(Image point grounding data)
-- Opening Marker --

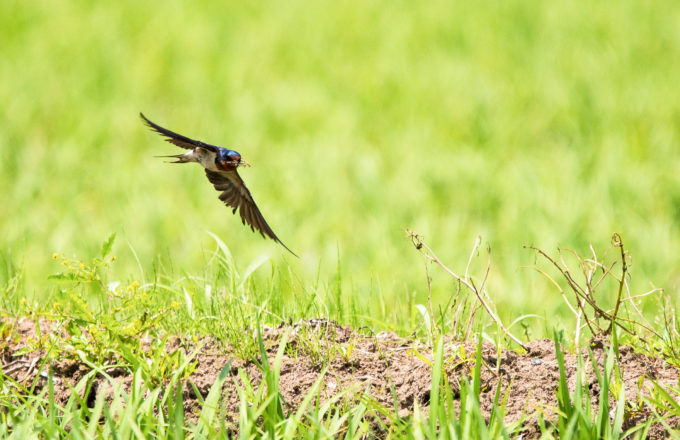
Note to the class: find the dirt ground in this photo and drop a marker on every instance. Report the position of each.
(375, 361)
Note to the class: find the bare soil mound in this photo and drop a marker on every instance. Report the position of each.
(365, 361)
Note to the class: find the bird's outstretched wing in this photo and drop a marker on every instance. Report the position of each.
(236, 195)
(176, 138)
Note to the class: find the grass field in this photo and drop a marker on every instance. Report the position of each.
(547, 124)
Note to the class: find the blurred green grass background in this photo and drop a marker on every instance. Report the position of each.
(544, 123)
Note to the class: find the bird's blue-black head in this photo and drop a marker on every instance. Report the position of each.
(227, 159)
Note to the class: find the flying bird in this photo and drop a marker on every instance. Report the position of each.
(220, 167)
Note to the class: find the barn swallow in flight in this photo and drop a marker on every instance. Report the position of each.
(220, 167)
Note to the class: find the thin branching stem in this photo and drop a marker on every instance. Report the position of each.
(467, 282)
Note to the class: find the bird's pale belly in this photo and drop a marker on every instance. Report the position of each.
(205, 158)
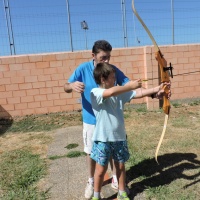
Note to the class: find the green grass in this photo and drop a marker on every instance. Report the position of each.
(175, 178)
(20, 171)
(45, 122)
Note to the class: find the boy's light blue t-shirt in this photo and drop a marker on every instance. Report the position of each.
(109, 115)
(84, 73)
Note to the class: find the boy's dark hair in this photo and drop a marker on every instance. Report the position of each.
(101, 45)
(102, 70)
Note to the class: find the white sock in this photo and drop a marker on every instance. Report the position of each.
(115, 178)
(91, 180)
(97, 195)
(121, 191)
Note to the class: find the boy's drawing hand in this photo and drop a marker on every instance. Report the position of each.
(78, 86)
(164, 91)
(135, 84)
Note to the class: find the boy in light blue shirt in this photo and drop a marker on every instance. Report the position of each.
(109, 137)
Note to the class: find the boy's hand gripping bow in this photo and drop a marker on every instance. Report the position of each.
(165, 74)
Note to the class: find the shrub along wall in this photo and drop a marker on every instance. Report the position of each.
(33, 84)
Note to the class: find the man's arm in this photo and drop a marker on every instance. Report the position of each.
(76, 86)
(116, 90)
(157, 91)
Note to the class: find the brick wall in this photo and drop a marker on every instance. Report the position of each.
(33, 84)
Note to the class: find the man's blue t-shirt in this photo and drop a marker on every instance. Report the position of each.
(84, 73)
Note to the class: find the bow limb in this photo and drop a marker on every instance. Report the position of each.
(164, 77)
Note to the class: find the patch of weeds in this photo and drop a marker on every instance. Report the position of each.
(176, 104)
(195, 103)
(141, 109)
(71, 146)
(20, 171)
(180, 121)
(71, 154)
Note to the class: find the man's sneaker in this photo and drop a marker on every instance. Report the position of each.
(114, 184)
(94, 198)
(89, 190)
(123, 196)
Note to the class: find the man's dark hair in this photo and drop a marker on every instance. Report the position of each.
(101, 45)
(102, 70)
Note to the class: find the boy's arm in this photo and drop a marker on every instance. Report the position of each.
(158, 91)
(116, 90)
(76, 86)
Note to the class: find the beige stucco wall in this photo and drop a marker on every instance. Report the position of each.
(33, 84)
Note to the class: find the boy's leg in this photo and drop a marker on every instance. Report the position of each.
(88, 130)
(114, 183)
(101, 152)
(99, 177)
(121, 175)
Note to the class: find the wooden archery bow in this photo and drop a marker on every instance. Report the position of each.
(165, 71)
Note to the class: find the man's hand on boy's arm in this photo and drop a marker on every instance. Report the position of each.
(135, 84)
(76, 86)
(161, 91)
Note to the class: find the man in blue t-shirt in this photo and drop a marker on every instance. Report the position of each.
(82, 81)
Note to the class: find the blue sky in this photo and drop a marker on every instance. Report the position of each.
(42, 26)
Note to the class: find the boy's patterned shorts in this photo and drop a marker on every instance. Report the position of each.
(103, 151)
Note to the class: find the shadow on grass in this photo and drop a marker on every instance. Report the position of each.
(170, 168)
(6, 120)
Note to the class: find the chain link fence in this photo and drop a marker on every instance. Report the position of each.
(40, 26)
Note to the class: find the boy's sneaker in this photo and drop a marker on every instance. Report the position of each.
(114, 184)
(94, 198)
(123, 196)
(89, 190)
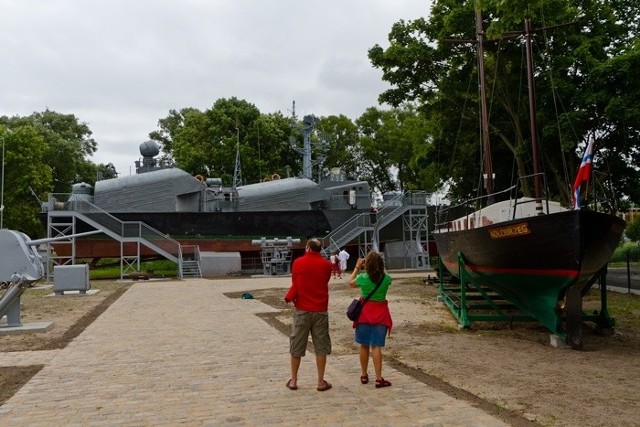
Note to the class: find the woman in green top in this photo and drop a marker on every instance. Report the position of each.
(375, 321)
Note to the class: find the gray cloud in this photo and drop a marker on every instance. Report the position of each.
(121, 65)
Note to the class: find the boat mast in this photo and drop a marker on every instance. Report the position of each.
(533, 122)
(484, 114)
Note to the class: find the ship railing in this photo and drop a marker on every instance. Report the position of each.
(445, 215)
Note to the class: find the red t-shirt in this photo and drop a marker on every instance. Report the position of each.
(310, 277)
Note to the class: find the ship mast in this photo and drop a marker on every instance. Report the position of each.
(533, 122)
(484, 114)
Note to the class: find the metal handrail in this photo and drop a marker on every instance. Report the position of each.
(124, 229)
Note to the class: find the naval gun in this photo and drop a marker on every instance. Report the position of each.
(20, 268)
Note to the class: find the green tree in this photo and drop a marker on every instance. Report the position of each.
(388, 141)
(425, 66)
(206, 142)
(341, 138)
(68, 145)
(25, 175)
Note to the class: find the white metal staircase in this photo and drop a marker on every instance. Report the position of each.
(62, 221)
(366, 227)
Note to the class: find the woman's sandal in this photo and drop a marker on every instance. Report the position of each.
(382, 383)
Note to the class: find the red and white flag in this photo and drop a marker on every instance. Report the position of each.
(584, 173)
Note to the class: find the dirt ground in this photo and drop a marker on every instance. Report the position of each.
(511, 372)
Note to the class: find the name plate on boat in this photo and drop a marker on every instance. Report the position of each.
(510, 231)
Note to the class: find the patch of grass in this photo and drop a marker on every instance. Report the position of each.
(624, 308)
(109, 268)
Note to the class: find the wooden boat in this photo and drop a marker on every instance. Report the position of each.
(529, 252)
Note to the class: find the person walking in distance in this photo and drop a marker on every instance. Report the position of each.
(343, 256)
(375, 321)
(309, 292)
(335, 265)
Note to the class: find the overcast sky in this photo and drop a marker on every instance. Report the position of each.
(120, 66)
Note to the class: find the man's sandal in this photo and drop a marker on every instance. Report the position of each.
(382, 383)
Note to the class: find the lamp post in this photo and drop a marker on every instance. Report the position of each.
(2, 190)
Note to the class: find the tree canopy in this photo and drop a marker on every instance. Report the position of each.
(433, 64)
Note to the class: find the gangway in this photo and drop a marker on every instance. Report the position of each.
(62, 220)
(366, 227)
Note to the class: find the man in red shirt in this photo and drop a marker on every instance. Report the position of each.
(309, 292)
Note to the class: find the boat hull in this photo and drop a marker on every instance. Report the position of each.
(532, 261)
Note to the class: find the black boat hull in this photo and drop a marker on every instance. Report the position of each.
(532, 261)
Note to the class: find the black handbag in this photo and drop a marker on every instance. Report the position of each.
(355, 308)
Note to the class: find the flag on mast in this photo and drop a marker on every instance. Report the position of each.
(584, 173)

-- Closing Marker --

> _Required work_:
Could you please return the entries above exactly, minus the pictures?

> _Output for this task_:
Note to the class: find the dirt ground in this photo and drop a marker on every instance. Report the position of each.
(375, 361)
Note to the class: find the bare soil mound in this photo and drop a marker on every instance. Report the position of each.
(365, 361)
Note to the class: find the bird's outstretched wing in this photo and drop a marker on every instance. Report the position of each.
(236, 195)
(176, 138)
Note to the class: find the grass field in this photo and drop a marker on every instance. Report the position of each.
(547, 124)
Note to the class: find the blurred green grass background in this photo and drop a marker on every instance. Report the position of each.
(544, 123)
Note to the class: find the bird's blue-black head in this photo and drop a marker on every instance. Report the position of each.
(227, 159)
Note to the class: find the flying bird in this photo and drop a marker on every instance. Report the position of each.
(220, 167)
Note to the class: find the barn swallow in flight in this photo and drop a marker on every instance. Report the position of each.
(220, 167)
Note to the class: find the thin branching stem in this photo and drop a marker on every instance. Report the position of each.
(467, 282)
Note to the class: find the bird's pale belly in this photo and drop a marker on every instance. Report the position of each.
(205, 158)
Note to the class: find the green grass in this photo and drop a marker on every instance. Report the position of each.
(175, 178)
(20, 171)
(45, 122)
Note to the class: find the boy's light blue t-shirt in this photo and drop a marker on every instance. Report the position of each.
(109, 115)
(84, 73)
Note to the class: find the boy's dark hair in this photo and drop a marker on every instance. Report the position of each.
(101, 45)
(102, 70)
Note to the class: find the white sock in this photo and drop a marker on every instance. Report the position of each.
(115, 178)
(91, 180)
(97, 195)
(121, 191)
Note to the class: find the boy's drawing hand in this photo and drop a marker on every instance. Report the position of each.
(78, 86)
(164, 91)
(135, 84)
Note to the class: find the boy in light blue shirt in this photo and drop a marker on every instance. Report the position of each.
(109, 137)
Note to the class: find the boy's hand gripping bow in this photo and drop a marker on every instance. Report the position of each.
(165, 74)
Note to the class: find the shrub along wall in this photo and drop a marker on every instance. Report the position of each.
(33, 84)
Note to the class: find the man's arm in this photo and drop a marker on every instance. Report the position of each.
(76, 86)
(116, 90)
(157, 91)
Note to the class: find the brick wall in this photo and drop a marker on every instance. Report the position of each.
(33, 84)
Note to the class: find the man's blue t-shirt in this photo and drop a marker on every instance. Report the position of each.
(84, 73)
Note to the class: find the bow limb in this photo and drop a marker on every instance. Report the position of each.
(164, 77)
Note to the class: find the patch of weeds in this photo and drop a marker on every instance. Report the position of each.
(176, 104)
(195, 103)
(141, 109)
(71, 146)
(20, 171)
(180, 121)
(71, 154)
Note to the class: find the man's sneaker in this photo and drop a marker on every instance. Report the position of each.
(114, 184)
(94, 198)
(89, 190)
(123, 196)
Note to the class: find the man's dark hair in this photo and drop a marker on every instance. Report the position of each.
(101, 45)
(102, 70)
Note to the class: find the boy's arm in this photo and drop a marker on every instance. Report the position of each.
(158, 91)
(116, 90)
(76, 86)
Note to the class: find the beige stucco wall in this photo and drop a marker on every instance. Report the position of each.
(33, 84)
Note to the class: find the boy's leg in this photo and drop a marker on every instance. Report the position of each.
(88, 130)
(114, 183)
(101, 152)
(99, 177)
(121, 175)
Note to the class: find the wooden archery bow in this photo and drop a marker on every instance. Report the position of each.
(165, 71)
Note to the class: find the man's hand on boy's arm in this photo and drop a marker on every instance. Report the position of each.
(135, 84)
(76, 86)
(161, 91)
Note to the class: find the man in blue t-shirt in this photo and drop a marker on every instance. Report the position of each.
(82, 81)
Note to the class: find the blue sky in this photo and drop a marker on every instance. Report the position of each.
(42, 26)
Note to the class: find the boy's patterned shorts in this photo and drop a marker on every instance. Report the position of each.
(103, 151)
Note to the class: find the shadow on grass in this photo and drop a marker on every instance. Report the position of each.
(170, 168)
(6, 120)
Note to the class: find the chain link fence in this photo and drop a marker on every instance. Report the position of each.
(40, 26)
Note to the class: find the boy's sneaker in this photo and drop a marker on every instance. Report the position of each.
(114, 184)
(94, 198)
(123, 196)
(89, 190)
Note to the class: find the woman in green top in this photo and drop a marker on every instance. Report the position of each.
(375, 321)
Note to the class: find the gray cloud in this photo and drop a marker on every instance. Report the position of each.
(121, 65)
Note to the class: find the boat mast in this photo and drop a marker on every instance. Report the position of each.
(533, 122)
(484, 114)
Note to the class: find the ship railing in this photo and drop a marker on every instance. Report the position of each.
(445, 215)
Note to the class: find the red t-shirt in this photo and drop a marker on every instance. Report the position of each.
(310, 277)
Note to the class: find the ship mast in this photo and drop a marker on every instance. Report the position of each.
(533, 122)
(484, 114)
Note to the class: find the metal handrail in this photo and drop a marker on every instance. Report the position of each.
(124, 229)
Note to the class: find the naval gun in this photo and drop a marker on every instance. Report the position of each.
(20, 268)
Note to the class: find the green tree in this photo and drop a marker on every instance. Report the position of each.
(388, 141)
(425, 66)
(206, 142)
(341, 138)
(68, 145)
(25, 175)
Note to the class: find the white metal staircase in this photo and drop a marker on every instance. Report the position of each.
(62, 221)
(366, 227)
Note to the class: find the woman's sandal in this photo and drop a marker on every instance. Report the position of each.
(382, 383)
Note to the class: find the red and white flag in this photo and drop a marker on every instance. Report the position of each.
(584, 173)
Note to the class: find the dirt ground in this photo and drop a marker on every instance. Report the position of each.
(511, 372)
Note to the class: find the name plate on boat in this photo and drop a marker on every instance. Report the position of each.
(510, 231)
Note to the class: find the patch of grass in this photo and drop a marker on every instance. Report the position of each.
(624, 308)
(109, 268)
Note to the class: find the wooden boat in this photo and drop a marker on every instance. Report the position of each.
(529, 252)
Note to the class: find the person walking in distance in this photo and drop a marker on every instance. Report the position of each.
(343, 256)
(375, 321)
(309, 292)
(335, 265)
Note to the class: find the overcast sky in this photo and drop a marker on every instance. Report the position of each.
(120, 66)
Note to the class: find the man's sandal in this photo and drop a marker on every instance. Report the position of each.
(382, 383)
Note to the class: find the lamp post in this photo and drop a marker on every instance. Report the position of each.
(2, 190)
Note to the class: find the tree canopy in this photo and drop a marker on every instance. Report the position of each.
(433, 64)
Note to the class: find the gangway in this photo and drop a marker on every instance. Report the position of each.
(62, 220)
(366, 227)
Note to the class: find the man in red shirt in this photo and drop a marker on every instance. Report the position of each.
(309, 292)
Note to the class: find the boat hull in this photo and drop a marker on every instance. Report the position of each.
(532, 261)
Note to the class: find the black boat hull in this photo and drop a marker on every instance. Report the position of each.
(532, 261)
Note to the class: find the black handbag in this photo and drop a marker on every instance. Report the position of each.
(355, 308)
Note to the class: find the flag on mast in this photo and drop a marker on every instance. Report the position of each.
(584, 173)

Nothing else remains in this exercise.